- _TEXT UNDER STUDY_
-=-=-=-=-
“You gotta have good grit!”
That’s how Brian Batchelor says he survived the turmoil of moving in and out of four foster homes and going to four different schools since the age of 8.
A tireless work ethic and resilience pushed Batchelor, 18, through myriad setbacks to become a valedictorian at Waialua High School in May. He will attend the University of North Carolina at Chapel Hill this month to study psychology and neurology, thanks to the teachers who helped him acquire scholarships and encouraged him along the way.
As the saying goes, it takes a village to raise a child. At Waialua, he was nurtured by teachers, coaches and staff who believed in him.
“I can’t thank them enough,” Batchelor said.
In fact, it was his English teacher, Gregory Kamisato, and his wife, Joanne, who started fostering Batchelor at the end of his freshman year. Kamisato said his wife had urged him to bring the troubled teenager into their home. Her sudden death in November was yet another obstacle to overcome.
In a letter to the faculty on behalf of his late wife, Kamisato thanked several mentors by name for the specific contributions they made to Batchelor’s life.
“We appreciate all you have done for Brian, and his future looks bright. He is the poster child for what can happen when a group of caring adults decide a child needs their help and support,” the letter said.
They helped Batchelor “to heal and be a normal teenager,” taking part in sports, student government, homecoming celebrations and other activities, Kamisato wrote. He added that Waialua was the first school Batchelor had attended for longer than two years.
Batchelor said his mother homeschooled him until he was 8 because she didn’t believe in vaccinations, which made him ineligible for formal schooling until he entered the foster system. Because of problems at various homes, Batchelor returned three times to live at Hale Kipa, a nonprofit that serves at-risk youth. (Although he and his mom have been estranged for the past 10 years, she showed up at his graduation ceremony and they exchanged phone numbers.)
Moving into the Kamisato home was “a perfect place for me to heal from everything. Now, I only had to worry about school work,” he said, instead of struggling with the dynamics of the dysfunctional families he had lived with.
His academic performance had been up and down, depending on his living conditions, but with the stability and support provided by the Kamisatos, he excelled in his favorite subjects — math and science — and earned a 4.0 GPA to become one of a dozen Waialua class valedictorians.
-=-=-=-=-
- _LISTED RECORDS_
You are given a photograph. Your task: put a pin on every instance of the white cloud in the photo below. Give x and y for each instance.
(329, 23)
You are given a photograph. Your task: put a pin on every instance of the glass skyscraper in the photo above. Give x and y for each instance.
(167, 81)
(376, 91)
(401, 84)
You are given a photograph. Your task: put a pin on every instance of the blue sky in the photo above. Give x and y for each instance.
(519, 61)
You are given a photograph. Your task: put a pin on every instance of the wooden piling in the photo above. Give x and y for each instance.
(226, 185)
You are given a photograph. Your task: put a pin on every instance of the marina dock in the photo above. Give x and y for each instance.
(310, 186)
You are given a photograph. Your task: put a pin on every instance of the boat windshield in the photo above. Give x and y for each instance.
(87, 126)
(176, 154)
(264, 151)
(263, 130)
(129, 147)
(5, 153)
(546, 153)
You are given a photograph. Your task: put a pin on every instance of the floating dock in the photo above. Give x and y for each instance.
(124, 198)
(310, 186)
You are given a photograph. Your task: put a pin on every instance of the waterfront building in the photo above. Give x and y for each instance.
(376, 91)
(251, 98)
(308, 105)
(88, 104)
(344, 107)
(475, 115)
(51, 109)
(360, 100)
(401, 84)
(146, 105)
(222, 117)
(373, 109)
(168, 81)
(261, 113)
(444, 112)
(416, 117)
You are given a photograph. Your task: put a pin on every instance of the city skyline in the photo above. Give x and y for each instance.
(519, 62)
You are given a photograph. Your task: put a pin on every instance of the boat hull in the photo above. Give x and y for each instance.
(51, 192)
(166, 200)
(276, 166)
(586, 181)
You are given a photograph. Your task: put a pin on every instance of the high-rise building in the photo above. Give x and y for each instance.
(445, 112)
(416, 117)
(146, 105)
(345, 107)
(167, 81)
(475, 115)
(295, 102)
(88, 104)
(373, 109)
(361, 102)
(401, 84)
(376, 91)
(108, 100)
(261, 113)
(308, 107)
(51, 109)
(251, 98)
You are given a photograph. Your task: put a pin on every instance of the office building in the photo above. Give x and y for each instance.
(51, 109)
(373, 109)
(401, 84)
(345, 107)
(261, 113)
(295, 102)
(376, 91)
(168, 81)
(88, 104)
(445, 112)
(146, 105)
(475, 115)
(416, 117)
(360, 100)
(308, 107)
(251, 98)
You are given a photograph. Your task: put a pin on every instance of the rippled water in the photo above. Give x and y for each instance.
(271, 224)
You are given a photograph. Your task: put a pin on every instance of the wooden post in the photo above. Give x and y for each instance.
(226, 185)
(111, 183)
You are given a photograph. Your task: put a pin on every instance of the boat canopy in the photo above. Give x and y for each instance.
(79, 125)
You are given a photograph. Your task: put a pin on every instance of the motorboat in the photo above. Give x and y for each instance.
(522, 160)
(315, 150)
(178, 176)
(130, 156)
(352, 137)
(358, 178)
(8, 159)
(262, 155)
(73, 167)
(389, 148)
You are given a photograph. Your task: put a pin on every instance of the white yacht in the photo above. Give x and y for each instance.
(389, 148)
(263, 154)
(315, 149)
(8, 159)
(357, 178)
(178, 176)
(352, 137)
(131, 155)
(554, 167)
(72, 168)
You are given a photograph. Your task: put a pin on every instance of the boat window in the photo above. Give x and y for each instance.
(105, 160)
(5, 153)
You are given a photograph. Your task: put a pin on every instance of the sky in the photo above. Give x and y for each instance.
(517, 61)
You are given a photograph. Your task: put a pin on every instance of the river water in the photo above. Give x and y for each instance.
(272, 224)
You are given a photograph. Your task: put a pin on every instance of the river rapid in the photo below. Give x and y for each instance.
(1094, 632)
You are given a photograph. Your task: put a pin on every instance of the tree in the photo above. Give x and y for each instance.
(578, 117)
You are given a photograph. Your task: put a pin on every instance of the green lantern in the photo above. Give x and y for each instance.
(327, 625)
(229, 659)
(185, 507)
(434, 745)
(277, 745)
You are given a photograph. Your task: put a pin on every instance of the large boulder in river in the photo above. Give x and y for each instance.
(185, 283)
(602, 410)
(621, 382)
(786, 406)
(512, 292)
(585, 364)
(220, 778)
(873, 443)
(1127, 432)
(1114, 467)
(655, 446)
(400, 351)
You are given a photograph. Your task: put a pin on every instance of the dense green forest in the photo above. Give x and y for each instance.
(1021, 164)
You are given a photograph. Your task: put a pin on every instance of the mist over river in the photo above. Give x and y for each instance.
-=-=-=-=-
- _ASSIGNED TASK 1_
According to the article about Brian Batchelor, which two subjects will he study at the University of North Carolina at Chapel Hill?
- _ASSIGNED TASK 2_
Extend the article about Brian Batchelor, starting after its final sentence.
The listing is separate material and has no connection to the article about Brian Batchelor.

- _FINAL ANSWER 1_
Psychology and neurology.

- _FINAL ANSWER 2_
And for the first time, he participated in after-school activities. The couple encouraged him to join the football, soccer and track teams.
When Batchelor first moved in with the Kamisatos and their son, he said it felt “weird.”
“The house was quiet, there were no screaming children, no loud music. … It was all super chill and quiet. They gave me privacy, they gave me independence in a sense, which is what I really liked,” he said.
The Kamisatos had previously fostered two children before he arrived — Kendra Okihiro, who became their hanai (informally adopted) daughter and is now a successful Realtor, and their son Jordan, whom they adopted as an infant.
Joanne Kamisato, whom he called “Aunty,” made Batchelor feel genuinely at home, providing a hot dinner when he came home late from team practices, baking cookies and including him in the chores as well as all the fun things the family did together.
When she died, “I just wanted to sit in my room, I didn’t want to go to school. I never felt grief before because I wasn’t able to stay long enough before in a home” to experience the loss of someone with whom he had developed a relationship, he said.
Batchelor said he felt himself slipping a little academically and didn’t play soccer that year, but he gradually got back on track because “it was what she would have wanted.”
His hard work and willingness to give 100% in athletics even when exhausted won the admiration of his football coach, Gary Wirtz, and his other coaches, even though he wasn’t the best athlete, Batchelor said. These qualities were also the bedrock of his academic achievements. He said he realized that doing well in high school was his “one chance in life” to make the most of all the opportunities he had and to give back to those who supported him.
Batchelor wants to become a psychologist or therapist because he’s fascinated by how the mind works, and he’s been helped a lot by therapists.
“When I grew up, going through all the stuff that I’ve been through — foster care and all that — I think I can help another person doing the same thing so they can become part of society in a successful way,” he said.
Whenever he faced a challenge, “I kept working hard and telling myself, keep your hopes up and not give up. All in all, you gotta have good grit!”